Your assignment — Retype the listing exactly, so that the copy matches it line for line.
Record excerpts section start
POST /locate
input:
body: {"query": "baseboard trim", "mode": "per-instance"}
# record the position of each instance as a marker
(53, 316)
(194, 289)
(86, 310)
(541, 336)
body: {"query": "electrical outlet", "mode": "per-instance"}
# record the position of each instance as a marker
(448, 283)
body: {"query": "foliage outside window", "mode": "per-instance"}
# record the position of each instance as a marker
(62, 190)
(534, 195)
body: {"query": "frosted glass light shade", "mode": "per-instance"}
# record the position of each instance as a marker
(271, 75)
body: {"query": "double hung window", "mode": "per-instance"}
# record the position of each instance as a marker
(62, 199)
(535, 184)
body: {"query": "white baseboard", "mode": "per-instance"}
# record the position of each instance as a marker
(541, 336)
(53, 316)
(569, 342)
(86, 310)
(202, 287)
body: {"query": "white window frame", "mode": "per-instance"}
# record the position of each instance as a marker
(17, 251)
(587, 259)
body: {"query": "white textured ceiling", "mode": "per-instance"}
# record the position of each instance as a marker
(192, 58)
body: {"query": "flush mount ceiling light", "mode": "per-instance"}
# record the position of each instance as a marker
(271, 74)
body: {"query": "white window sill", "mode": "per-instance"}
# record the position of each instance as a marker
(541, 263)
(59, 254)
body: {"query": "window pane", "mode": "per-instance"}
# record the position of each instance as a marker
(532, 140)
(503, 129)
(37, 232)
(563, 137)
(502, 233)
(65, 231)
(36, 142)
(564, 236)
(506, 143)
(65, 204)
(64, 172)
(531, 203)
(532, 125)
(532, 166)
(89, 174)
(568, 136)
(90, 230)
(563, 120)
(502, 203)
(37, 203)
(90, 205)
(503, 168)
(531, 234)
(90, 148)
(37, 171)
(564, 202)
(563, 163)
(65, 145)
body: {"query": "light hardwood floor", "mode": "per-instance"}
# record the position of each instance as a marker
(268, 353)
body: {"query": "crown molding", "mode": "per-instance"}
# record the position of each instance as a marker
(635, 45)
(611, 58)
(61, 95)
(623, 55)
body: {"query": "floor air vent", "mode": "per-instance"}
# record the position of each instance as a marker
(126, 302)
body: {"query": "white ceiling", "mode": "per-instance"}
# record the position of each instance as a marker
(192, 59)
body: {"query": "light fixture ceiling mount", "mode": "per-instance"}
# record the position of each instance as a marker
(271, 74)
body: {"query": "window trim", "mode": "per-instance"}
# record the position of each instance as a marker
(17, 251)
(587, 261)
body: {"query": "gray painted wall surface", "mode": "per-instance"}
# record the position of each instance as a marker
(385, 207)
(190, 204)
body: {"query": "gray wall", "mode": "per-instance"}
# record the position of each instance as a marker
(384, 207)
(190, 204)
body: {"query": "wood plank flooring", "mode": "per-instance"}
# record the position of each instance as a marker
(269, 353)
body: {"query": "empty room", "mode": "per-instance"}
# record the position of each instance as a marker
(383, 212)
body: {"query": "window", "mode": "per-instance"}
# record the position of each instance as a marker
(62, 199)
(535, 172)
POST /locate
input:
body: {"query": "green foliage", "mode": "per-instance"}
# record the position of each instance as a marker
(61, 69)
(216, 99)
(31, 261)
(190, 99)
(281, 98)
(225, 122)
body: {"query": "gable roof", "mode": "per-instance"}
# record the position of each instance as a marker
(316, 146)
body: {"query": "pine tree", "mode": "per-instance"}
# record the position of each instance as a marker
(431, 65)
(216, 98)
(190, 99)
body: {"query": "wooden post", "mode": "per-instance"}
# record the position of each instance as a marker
Record excerpts section end
Answer to this exercise —
POST /locate
input:
body: {"query": "baseboard trim", "mode": "per-instance"}
# record the position of each instance as a marker
(53, 316)
(194, 289)
(86, 310)
(541, 336)
body: {"query": "electrical outlet", "mode": "per-instance"}
# record the position of each instance as a marker
(448, 283)
body: {"query": "foliage outside window", "mode": "per-instance"}
# record the position of each instance as a marker
(62, 190)
(534, 195)
body: {"query": "frosted glass light shade", "mode": "per-instance"}
# record the position of each instance as a marker
(271, 75)
body: {"query": "double hung window", "mode": "per-instance"}
# record the position of each instance as a marker
(62, 199)
(535, 184)
body: {"query": "white baseboard", "mode": "per-instance"}
# record the position of each instance as a marker
(541, 336)
(53, 316)
(569, 342)
(86, 310)
(202, 287)
body: {"query": "white window frame", "mode": "per-instance"}
# record the position of each instance as a marker
(17, 251)
(587, 259)
body: {"query": "white textured ceiling", "mode": "per-instance"}
# record the position of each instance as a marker
(192, 58)
body: {"query": "flush mount ceiling light", "mode": "per-instance"}
# record the position of each instance as a marker
(271, 74)
body: {"query": "white window sill", "mode": "per-instance"}
# record the position of each instance as a marker
(541, 263)
(59, 254)
body: {"query": "window pane", "mode": "per-instance"}
# record the position of each instance as a marker
(532, 140)
(503, 129)
(37, 232)
(563, 137)
(502, 233)
(65, 231)
(36, 142)
(564, 236)
(506, 143)
(65, 204)
(64, 172)
(531, 203)
(532, 125)
(532, 166)
(89, 174)
(568, 136)
(90, 230)
(563, 120)
(502, 203)
(37, 203)
(90, 205)
(503, 168)
(531, 234)
(90, 148)
(37, 171)
(564, 202)
(563, 163)
(65, 145)
body: {"query": "light hardwood floor", "mode": "per-instance"}
# record the position of each instance as a marker
(268, 353)
body: {"query": "crown molding", "mode": "per-instance"}
# record the position of each instance as a marker
(635, 45)
(611, 58)
(61, 95)
(623, 55)
body: {"query": "floor air vent", "mode": "per-instance"}
# record the position of each instance as a marker
(126, 302)
body: {"query": "white ceiling", "mode": "per-instance"}
# record the position of each instance as a marker
(192, 59)
body: {"query": "light fixture ceiling mount", "mode": "per-instance"}
# record the position of each instance as a marker
(271, 74)
body: {"query": "window trim", "mode": "per-instance"}
# record the position of each instance as a marker
(17, 251)
(587, 261)
body: {"query": "gray painted wall surface", "mode": "per-instance"}
# record the position of each instance as a marker
(385, 207)
(190, 204)
body: {"query": "gray wall", "mode": "per-instance"}
# record the position of each instance as a marker
(384, 207)
(190, 204)
body: {"query": "wood plank flooring", "mode": "per-instance"}
# record the position of each instance as a marker
(269, 353)
body: {"query": "empty room", "mode": "per-instance"}
# record the position of each instance as a marker
(383, 212)
body: {"query": "window", "mode": "per-instance"}
# record the position of each instance as a marker
(62, 199)
(535, 172)
POST /locate
input:
body: {"query": "green foliage", "mode": "per-instance"}
# record the position of each instance as a marker
(61, 69)
(216, 99)
(31, 261)
(190, 99)
(281, 98)
(225, 122)
body: {"query": "gable roof", "mode": "per-instance"}
# record the position of each instance as a marker
(316, 146)
body: {"query": "pine tree", "mode": "per-instance"}
# record the position of each instance as a marker
(431, 65)
(216, 98)
(190, 99)
body: {"query": "wooden post", "mode": "per-instance"}
# record the position of each instance as a marker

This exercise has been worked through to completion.